BEGIN Material for this exercise

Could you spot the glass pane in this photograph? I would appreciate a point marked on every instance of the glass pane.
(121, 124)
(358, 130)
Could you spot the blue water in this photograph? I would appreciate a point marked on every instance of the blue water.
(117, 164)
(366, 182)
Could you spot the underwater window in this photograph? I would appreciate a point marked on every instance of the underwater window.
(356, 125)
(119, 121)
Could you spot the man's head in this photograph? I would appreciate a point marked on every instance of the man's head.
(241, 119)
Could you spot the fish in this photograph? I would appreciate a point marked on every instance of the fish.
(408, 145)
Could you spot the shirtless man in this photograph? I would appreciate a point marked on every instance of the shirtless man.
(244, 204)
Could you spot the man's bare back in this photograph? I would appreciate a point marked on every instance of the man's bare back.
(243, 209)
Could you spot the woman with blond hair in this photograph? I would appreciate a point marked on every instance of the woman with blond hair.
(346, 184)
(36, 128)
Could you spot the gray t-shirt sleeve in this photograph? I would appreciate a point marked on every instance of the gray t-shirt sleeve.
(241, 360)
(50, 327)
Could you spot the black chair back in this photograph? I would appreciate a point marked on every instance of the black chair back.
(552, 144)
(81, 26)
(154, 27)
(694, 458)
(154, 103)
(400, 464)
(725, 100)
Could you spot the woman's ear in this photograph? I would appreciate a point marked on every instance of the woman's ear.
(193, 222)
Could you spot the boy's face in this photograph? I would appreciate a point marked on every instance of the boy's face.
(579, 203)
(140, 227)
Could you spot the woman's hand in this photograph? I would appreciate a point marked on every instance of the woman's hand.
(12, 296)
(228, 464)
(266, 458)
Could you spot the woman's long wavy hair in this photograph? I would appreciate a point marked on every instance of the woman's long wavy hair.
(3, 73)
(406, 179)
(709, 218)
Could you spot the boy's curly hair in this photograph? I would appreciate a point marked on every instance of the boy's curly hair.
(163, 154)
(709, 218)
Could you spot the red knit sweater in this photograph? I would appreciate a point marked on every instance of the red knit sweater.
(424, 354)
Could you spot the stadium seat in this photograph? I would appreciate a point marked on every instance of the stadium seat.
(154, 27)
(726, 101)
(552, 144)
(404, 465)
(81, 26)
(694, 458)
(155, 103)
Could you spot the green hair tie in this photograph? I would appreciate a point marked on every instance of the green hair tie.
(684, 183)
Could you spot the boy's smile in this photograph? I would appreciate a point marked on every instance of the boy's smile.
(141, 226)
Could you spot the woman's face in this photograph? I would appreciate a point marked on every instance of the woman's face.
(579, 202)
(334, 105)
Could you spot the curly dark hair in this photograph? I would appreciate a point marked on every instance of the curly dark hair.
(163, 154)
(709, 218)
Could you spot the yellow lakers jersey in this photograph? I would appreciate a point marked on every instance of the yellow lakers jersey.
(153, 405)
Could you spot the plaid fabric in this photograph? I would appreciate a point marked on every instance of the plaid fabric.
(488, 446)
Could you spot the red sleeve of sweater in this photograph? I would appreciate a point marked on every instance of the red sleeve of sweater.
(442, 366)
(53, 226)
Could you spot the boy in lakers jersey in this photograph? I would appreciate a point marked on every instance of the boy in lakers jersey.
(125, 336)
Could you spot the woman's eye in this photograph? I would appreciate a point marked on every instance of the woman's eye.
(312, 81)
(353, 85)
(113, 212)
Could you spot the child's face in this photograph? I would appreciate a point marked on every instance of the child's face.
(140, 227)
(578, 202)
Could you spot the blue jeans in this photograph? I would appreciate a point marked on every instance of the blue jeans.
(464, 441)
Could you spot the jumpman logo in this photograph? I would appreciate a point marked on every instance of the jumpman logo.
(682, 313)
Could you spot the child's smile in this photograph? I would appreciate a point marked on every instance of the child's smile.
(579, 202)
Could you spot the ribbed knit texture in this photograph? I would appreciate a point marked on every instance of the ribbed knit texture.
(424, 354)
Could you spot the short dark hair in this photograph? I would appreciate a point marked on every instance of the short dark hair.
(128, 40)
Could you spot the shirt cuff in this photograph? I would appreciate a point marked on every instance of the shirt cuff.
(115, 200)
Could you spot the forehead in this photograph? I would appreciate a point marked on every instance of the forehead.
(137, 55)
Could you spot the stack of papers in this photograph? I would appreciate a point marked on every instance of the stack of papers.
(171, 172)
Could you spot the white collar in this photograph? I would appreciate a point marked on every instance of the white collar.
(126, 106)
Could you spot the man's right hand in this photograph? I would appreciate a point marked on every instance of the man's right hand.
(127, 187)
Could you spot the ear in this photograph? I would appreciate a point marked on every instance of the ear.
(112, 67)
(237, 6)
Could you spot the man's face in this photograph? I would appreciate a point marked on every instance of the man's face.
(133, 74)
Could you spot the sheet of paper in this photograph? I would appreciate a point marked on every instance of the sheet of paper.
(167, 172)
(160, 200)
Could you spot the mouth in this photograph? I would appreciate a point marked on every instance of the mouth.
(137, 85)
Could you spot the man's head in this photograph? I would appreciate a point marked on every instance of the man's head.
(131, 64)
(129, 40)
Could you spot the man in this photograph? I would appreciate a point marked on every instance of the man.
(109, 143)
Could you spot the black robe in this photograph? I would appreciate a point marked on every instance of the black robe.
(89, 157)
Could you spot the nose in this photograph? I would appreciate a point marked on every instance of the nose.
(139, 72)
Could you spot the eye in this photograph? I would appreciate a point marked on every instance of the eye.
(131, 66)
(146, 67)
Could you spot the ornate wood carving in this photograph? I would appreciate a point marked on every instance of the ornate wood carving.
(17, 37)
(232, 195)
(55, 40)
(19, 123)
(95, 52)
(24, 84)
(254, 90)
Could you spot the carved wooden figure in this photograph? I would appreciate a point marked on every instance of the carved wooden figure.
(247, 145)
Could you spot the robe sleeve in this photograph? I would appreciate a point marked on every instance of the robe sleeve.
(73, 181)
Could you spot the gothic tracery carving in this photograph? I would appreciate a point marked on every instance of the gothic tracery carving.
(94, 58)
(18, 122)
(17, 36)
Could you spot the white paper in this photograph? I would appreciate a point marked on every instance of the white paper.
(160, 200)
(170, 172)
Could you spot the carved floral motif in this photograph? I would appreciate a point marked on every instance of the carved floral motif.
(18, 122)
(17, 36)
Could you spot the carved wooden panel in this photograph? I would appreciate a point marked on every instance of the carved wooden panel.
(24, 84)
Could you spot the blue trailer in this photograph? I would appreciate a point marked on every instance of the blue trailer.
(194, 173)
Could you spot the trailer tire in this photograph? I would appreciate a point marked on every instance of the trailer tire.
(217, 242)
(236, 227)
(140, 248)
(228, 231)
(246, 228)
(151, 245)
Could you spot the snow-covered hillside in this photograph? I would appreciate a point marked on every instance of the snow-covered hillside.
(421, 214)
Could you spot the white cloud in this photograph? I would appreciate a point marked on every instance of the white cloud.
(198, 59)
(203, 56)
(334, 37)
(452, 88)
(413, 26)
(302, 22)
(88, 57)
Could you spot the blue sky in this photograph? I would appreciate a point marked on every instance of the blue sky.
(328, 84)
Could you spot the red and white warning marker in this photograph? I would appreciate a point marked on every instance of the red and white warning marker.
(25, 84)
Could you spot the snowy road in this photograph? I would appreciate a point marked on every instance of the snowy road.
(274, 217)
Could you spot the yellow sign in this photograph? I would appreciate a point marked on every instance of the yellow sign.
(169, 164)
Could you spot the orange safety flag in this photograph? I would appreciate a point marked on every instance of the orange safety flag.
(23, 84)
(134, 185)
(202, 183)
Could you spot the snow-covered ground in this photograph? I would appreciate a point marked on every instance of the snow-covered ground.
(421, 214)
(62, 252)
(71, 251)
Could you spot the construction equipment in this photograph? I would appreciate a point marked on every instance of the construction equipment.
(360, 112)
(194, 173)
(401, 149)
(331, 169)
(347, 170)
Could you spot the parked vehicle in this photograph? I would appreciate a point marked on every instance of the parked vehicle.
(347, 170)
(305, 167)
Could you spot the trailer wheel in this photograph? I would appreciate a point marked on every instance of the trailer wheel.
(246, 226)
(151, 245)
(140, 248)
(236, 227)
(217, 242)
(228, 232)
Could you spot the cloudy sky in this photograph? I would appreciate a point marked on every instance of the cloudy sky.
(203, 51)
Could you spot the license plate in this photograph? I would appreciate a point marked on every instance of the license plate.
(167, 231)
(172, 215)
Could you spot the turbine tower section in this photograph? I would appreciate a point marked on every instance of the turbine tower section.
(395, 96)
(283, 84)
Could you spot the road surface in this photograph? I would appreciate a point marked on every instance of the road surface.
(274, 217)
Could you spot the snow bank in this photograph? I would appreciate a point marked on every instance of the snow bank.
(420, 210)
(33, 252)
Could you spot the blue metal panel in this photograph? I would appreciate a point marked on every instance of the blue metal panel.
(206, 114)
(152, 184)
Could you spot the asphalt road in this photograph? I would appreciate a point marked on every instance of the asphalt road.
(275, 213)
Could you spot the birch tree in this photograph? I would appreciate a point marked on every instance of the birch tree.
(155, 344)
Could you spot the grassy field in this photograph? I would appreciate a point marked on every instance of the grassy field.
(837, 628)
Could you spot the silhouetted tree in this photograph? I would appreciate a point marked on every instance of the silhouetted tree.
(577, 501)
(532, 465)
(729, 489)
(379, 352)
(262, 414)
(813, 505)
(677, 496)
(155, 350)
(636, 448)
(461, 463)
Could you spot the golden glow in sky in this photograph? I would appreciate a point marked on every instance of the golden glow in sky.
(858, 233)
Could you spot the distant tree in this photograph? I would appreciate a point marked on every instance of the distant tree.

END Material for this exercise

● What to produce: Can you quote exactly the lines from the one containing "Could you spot the birch" through the last line of the records above, and nothing else?

● Exercise solution:
Could you spot the birch tree in this photograph? I would appreciate a point marked on every instance of the birch tree.
(155, 344)
Could you spot the grassy field in this photograph? I would appreciate a point marked on every instance of the grassy field.
(837, 628)
Could you spot the silhouetted tree in this photograph? I would appreciate a point marked on every instance of the silhouetted tree.
(577, 501)
(532, 465)
(729, 489)
(379, 352)
(262, 414)
(813, 505)
(677, 496)
(155, 350)
(636, 448)
(461, 463)
Could you spot the golden glow in sky in this photograph? I would appreciate a point marked on every instance of the golden glow in sky.
(858, 233)
Could you spot the distant tree in this photograph? I would appreciate a point marked on every instance of the distant tree.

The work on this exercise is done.